• _RECORDS TO USE_
..............................

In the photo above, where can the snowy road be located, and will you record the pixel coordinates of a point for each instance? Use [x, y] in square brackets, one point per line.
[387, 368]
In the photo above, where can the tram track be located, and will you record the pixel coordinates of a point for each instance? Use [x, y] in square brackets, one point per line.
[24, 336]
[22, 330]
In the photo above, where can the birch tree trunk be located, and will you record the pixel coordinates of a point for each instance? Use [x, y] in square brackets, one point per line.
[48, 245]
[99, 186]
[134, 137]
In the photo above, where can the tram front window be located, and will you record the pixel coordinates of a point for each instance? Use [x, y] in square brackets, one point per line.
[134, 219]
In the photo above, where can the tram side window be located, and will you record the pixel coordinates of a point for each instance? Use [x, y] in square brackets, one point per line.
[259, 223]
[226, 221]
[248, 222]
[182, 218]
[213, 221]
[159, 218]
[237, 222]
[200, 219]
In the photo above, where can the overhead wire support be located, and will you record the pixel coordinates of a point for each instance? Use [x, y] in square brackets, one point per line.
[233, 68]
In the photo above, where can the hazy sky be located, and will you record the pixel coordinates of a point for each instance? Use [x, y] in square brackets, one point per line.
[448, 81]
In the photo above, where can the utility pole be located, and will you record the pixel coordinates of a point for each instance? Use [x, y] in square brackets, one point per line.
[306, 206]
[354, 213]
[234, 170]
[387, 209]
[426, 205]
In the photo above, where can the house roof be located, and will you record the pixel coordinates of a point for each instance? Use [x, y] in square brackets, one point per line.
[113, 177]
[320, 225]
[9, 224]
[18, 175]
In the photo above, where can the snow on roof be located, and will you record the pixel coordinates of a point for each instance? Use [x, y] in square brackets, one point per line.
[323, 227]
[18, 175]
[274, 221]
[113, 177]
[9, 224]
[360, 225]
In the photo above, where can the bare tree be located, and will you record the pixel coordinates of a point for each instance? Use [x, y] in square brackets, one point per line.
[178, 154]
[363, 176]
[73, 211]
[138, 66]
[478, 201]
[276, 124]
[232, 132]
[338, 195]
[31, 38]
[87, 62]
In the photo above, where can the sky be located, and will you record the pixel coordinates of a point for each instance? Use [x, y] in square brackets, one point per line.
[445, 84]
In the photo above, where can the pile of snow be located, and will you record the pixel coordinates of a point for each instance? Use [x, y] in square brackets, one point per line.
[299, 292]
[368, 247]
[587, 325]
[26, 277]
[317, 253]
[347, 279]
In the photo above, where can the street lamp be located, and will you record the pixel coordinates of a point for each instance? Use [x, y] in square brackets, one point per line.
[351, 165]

..............................

• _TASK DIRECTIONS_
Copy the data from the line containing "In the photo above, where can the street" through the end, keeping every line including the requests, and shift each coordinate in the answers by -4.

• _TASK ANSWER_
In the photo above, where can the street lamp be located, and will you record the pixel coordinates of a point for each instance? Use [x, y] in square brackets, one point per line.
[347, 161]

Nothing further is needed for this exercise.